* START PROVIDED DATA *

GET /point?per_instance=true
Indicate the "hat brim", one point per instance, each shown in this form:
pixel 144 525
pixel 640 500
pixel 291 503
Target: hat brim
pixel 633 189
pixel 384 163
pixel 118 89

* END PROVIDED DATA *

GIVEN INSTRUCTION: How many of the lines above contain the string "pixel", with case counting? Reply with the number alone.

TASK ANSWER: 6